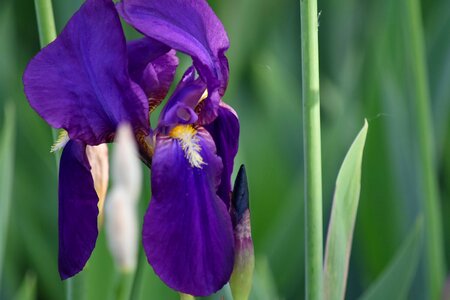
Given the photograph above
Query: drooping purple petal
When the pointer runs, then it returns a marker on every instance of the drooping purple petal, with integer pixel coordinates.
(78, 210)
(190, 27)
(80, 82)
(180, 107)
(225, 132)
(152, 65)
(187, 232)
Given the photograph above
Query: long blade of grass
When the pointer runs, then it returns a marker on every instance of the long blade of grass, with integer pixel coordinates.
(313, 149)
(6, 176)
(435, 261)
(396, 280)
(342, 220)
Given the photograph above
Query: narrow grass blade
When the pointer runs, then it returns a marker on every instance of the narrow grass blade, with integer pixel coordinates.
(342, 220)
(6, 176)
(27, 290)
(396, 280)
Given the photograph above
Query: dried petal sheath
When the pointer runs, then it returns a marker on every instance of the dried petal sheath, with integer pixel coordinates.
(244, 263)
(78, 210)
(121, 206)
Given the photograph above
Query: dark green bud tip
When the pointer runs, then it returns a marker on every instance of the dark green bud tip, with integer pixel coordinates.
(240, 197)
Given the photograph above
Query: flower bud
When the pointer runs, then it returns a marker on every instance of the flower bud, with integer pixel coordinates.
(98, 159)
(121, 203)
(244, 262)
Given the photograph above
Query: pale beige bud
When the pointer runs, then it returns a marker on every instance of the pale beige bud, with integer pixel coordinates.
(98, 159)
(122, 229)
(126, 166)
(121, 203)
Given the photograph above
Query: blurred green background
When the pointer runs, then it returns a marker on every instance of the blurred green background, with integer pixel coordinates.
(365, 73)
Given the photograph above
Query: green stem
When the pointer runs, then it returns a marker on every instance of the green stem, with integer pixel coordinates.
(46, 21)
(137, 275)
(312, 150)
(124, 286)
(186, 297)
(435, 263)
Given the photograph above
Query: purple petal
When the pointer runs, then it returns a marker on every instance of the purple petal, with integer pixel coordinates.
(180, 107)
(80, 82)
(152, 65)
(190, 27)
(225, 132)
(187, 232)
(77, 210)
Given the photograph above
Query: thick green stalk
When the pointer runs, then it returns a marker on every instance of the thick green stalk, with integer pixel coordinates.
(46, 21)
(435, 263)
(312, 149)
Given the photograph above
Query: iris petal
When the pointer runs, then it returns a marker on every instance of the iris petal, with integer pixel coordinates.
(80, 81)
(152, 65)
(187, 232)
(78, 210)
(225, 132)
(192, 28)
(180, 107)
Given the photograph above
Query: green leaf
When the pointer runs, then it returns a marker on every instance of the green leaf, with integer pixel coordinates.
(342, 220)
(396, 280)
(6, 176)
(27, 290)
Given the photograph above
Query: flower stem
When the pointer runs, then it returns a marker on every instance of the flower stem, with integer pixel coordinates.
(46, 21)
(435, 263)
(124, 285)
(135, 284)
(312, 150)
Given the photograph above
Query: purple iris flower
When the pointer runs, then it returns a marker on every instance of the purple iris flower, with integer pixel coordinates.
(89, 80)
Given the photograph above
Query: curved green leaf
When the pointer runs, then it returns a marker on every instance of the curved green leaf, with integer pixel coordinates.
(342, 220)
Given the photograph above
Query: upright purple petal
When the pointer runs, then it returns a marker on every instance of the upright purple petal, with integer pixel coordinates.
(225, 132)
(180, 109)
(78, 210)
(80, 82)
(187, 232)
(152, 65)
(189, 26)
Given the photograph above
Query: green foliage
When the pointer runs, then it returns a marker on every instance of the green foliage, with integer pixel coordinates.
(394, 283)
(7, 135)
(342, 220)
(364, 74)
(27, 290)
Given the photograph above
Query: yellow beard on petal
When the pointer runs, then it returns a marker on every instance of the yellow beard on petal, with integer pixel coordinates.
(189, 142)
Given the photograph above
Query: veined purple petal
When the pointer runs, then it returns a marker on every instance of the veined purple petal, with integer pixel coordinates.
(152, 65)
(187, 232)
(78, 210)
(225, 132)
(80, 82)
(189, 26)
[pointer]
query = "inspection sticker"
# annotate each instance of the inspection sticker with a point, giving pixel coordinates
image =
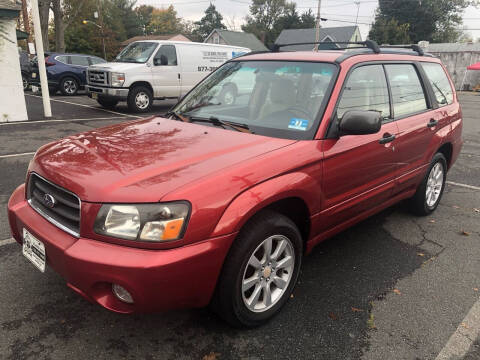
(298, 124)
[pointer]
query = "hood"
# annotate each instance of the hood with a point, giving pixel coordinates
(141, 161)
(119, 67)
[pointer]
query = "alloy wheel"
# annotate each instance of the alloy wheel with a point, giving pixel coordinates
(268, 273)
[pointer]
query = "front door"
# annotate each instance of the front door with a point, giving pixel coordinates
(166, 73)
(359, 170)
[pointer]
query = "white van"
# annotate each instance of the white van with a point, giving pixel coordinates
(153, 69)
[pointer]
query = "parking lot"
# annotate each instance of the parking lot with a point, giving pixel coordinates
(393, 287)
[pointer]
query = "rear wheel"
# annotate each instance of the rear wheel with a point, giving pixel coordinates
(69, 86)
(140, 99)
(430, 191)
(260, 271)
(107, 103)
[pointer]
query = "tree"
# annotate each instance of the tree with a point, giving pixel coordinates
(210, 21)
(431, 20)
(164, 21)
(390, 32)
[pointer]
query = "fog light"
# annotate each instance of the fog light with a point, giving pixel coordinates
(122, 294)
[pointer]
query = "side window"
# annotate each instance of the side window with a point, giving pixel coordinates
(407, 91)
(62, 59)
(169, 53)
(365, 89)
(440, 84)
(95, 60)
(79, 60)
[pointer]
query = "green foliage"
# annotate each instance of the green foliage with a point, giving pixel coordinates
(212, 20)
(269, 17)
(390, 32)
(431, 20)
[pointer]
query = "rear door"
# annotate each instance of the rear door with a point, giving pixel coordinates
(359, 170)
(416, 119)
(166, 72)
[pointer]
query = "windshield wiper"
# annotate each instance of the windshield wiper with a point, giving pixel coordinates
(217, 122)
(172, 113)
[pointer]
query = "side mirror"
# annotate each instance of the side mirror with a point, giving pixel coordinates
(359, 122)
(162, 60)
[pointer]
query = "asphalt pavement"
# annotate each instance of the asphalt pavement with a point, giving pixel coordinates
(395, 286)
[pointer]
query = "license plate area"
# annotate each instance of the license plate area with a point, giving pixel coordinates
(34, 250)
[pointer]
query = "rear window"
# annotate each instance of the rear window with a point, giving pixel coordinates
(79, 60)
(440, 84)
(407, 90)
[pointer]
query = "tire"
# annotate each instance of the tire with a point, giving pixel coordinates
(228, 94)
(140, 99)
(231, 302)
(69, 86)
(25, 82)
(107, 103)
(430, 191)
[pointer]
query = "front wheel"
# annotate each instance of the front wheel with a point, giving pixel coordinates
(260, 271)
(140, 99)
(430, 191)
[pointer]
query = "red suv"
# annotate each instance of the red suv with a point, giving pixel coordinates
(218, 201)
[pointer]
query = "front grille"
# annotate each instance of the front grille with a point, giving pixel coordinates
(57, 205)
(97, 77)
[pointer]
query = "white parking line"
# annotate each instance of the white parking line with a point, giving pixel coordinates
(7, 241)
(63, 120)
(89, 106)
(463, 185)
(462, 339)
(15, 155)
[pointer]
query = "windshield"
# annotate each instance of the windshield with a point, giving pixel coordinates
(273, 98)
(137, 52)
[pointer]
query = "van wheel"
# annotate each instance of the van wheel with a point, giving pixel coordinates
(140, 99)
(107, 103)
(69, 86)
(260, 271)
(430, 191)
(228, 94)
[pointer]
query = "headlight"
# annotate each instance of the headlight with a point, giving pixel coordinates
(118, 79)
(143, 222)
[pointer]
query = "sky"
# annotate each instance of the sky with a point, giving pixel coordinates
(344, 11)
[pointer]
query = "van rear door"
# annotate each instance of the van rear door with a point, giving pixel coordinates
(166, 72)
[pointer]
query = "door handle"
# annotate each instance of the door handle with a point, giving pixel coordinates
(432, 123)
(386, 138)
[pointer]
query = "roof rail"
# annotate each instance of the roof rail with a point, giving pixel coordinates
(370, 44)
(413, 47)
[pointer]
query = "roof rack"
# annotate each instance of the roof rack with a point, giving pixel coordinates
(370, 44)
(413, 47)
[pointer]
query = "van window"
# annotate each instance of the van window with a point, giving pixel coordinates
(440, 84)
(169, 52)
(407, 91)
(79, 60)
(365, 89)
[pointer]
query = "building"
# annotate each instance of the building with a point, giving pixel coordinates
(456, 57)
(12, 99)
(172, 37)
(235, 38)
(332, 36)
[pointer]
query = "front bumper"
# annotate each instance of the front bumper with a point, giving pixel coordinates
(157, 279)
(105, 92)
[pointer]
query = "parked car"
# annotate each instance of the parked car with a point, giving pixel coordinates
(148, 70)
(218, 202)
(65, 72)
(25, 67)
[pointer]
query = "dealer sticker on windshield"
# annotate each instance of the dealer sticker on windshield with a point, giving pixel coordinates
(298, 124)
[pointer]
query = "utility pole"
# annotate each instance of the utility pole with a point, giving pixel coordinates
(317, 26)
(358, 9)
(26, 20)
(41, 59)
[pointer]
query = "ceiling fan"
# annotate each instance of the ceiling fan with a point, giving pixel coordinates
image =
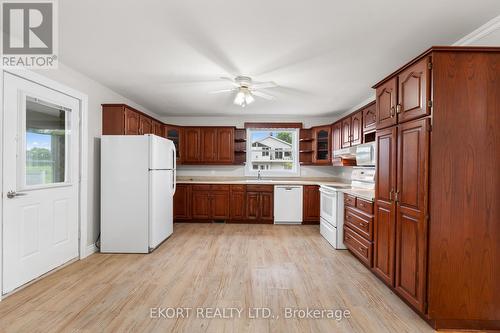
(246, 90)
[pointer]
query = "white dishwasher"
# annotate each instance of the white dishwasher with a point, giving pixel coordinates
(287, 204)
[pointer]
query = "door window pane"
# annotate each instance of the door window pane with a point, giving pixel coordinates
(47, 138)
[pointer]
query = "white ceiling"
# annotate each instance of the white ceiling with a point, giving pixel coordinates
(326, 54)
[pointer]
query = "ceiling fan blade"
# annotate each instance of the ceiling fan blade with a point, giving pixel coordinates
(263, 85)
(263, 95)
(221, 91)
(230, 80)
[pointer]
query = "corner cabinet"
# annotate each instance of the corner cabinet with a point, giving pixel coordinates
(406, 96)
(322, 144)
(435, 222)
(208, 145)
(121, 119)
(352, 128)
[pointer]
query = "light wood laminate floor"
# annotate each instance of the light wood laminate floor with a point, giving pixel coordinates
(213, 266)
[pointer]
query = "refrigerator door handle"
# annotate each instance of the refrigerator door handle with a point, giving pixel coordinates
(174, 184)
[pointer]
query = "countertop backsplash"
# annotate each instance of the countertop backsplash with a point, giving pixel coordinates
(239, 171)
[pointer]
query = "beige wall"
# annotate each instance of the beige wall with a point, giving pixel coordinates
(97, 95)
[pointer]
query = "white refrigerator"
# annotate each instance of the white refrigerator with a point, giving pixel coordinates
(137, 189)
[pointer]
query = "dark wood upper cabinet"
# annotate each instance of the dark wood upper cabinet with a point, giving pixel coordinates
(411, 223)
(225, 145)
(208, 144)
(346, 132)
(182, 202)
(322, 144)
(357, 128)
(310, 206)
(386, 104)
(132, 126)
(385, 207)
(414, 91)
(158, 129)
(145, 125)
(369, 118)
(174, 134)
(192, 145)
(337, 136)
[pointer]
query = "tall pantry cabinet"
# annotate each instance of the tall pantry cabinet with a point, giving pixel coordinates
(437, 200)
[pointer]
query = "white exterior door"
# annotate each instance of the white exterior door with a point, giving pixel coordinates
(40, 180)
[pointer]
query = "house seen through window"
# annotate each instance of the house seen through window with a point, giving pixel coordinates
(273, 151)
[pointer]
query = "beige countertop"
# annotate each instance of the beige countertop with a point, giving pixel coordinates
(362, 193)
(264, 181)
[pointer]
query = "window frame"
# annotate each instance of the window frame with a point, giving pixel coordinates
(22, 144)
(294, 172)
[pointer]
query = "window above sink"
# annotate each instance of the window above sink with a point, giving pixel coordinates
(272, 152)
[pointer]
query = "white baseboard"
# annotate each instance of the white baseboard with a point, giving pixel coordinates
(90, 250)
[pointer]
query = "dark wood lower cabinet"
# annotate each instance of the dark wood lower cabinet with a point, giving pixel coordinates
(238, 203)
(384, 240)
(220, 205)
(253, 206)
(411, 211)
(201, 202)
(267, 207)
(228, 203)
(182, 203)
(310, 205)
(358, 228)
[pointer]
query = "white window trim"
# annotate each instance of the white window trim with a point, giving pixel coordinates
(294, 172)
(84, 249)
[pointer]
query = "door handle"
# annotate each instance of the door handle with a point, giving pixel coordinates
(13, 194)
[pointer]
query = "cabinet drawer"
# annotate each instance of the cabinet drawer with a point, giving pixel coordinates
(260, 188)
(238, 188)
(204, 187)
(363, 225)
(359, 246)
(220, 187)
(364, 205)
(349, 200)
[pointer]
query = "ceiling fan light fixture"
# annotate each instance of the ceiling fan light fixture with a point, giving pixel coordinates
(240, 98)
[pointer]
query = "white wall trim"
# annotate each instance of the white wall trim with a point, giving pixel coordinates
(83, 185)
(91, 249)
(479, 33)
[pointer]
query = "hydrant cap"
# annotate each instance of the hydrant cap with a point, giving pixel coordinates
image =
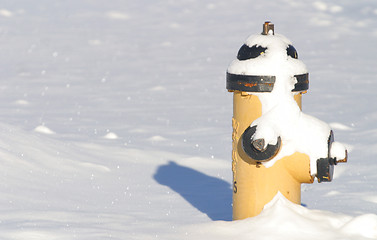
(265, 59)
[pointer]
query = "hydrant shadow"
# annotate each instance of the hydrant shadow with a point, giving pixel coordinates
(210, 195)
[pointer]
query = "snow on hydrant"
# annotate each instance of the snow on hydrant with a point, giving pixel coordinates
(276, 147)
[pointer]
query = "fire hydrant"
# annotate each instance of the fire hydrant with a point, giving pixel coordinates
(276, 147)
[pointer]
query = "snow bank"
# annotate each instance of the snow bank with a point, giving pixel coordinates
(282, 220)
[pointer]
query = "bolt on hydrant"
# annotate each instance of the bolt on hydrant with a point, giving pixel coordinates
(276, 147)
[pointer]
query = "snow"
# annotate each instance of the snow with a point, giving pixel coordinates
(147, 71)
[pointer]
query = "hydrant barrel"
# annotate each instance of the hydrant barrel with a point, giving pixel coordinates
(275, 147)
(254, 185)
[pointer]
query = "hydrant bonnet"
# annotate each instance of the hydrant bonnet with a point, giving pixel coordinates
(256, 60)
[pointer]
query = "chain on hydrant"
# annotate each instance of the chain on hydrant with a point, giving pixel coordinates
(276, 147)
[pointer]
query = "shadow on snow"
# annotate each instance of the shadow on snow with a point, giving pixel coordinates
(210, 195)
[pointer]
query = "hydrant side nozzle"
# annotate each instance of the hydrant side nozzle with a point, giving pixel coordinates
(267, 27)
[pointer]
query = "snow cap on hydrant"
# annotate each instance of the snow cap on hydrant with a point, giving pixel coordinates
(273, 140)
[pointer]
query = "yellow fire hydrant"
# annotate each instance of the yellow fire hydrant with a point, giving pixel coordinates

• What to work on: Output should match, line for line, the stretch of the material above from the line holding "beige bud, with integer pixel coordinates." through the line holding "Query: flower stem".

• Task result:
When the pointer runs, then it returns a marker on every instance of the pale beige bud, with integer pixel coordinates.
(98, 159)
(122, 229)
(126, 166)
(121, 203)
Given the photograph above
Query: blurred green background
When the pointer runs, then it returns a marker on every instance of the blurred green background, with integer pixel coordinates.
(365, 73)
Given the photograph above
Query: green stem
When the pointer runs, then it returns a marker on every instance of the green stem, with integer pixel coordinates.
(46, 21)
(137, 275)
(312, 150)
(124, 286)
(186, 297)
(435, 263)
Given the photograph above
Query: purple petal
When the pointer runs, then it returns a marker on every instance of the purple petal, with integer pixel coordinates.
(180, 107)
(80, 82)
(152, 65)
(190, 27)
(225, 132)
(187, 232)
(77, 210)
Given the photograph above
Query: thick green stalk
When the pointer runs, then it returns a marker on every instance of the thick green stalk, with integer pixel coordinates.
(46, 21)
(435, 263)
(312, 149)
Given the photograph above
Query: iris petal
When the pointer runs, then it returns a marker on every instance of the iris petal, with integer pixel coordinates.
(80, 81)
(152, 65)
(187, 232)
(78, 210)
(225, 132)
(192, 28)
(180, 107)
Given the photograph above
Query: green leaf
When the pointer runs, then it returns a marker on every instance of the green leaf, with integer pixel coordinates.
(342, 220)
(396, 280)
(6, 176)
(27, 290)
Given the photograph above
Query: flower stem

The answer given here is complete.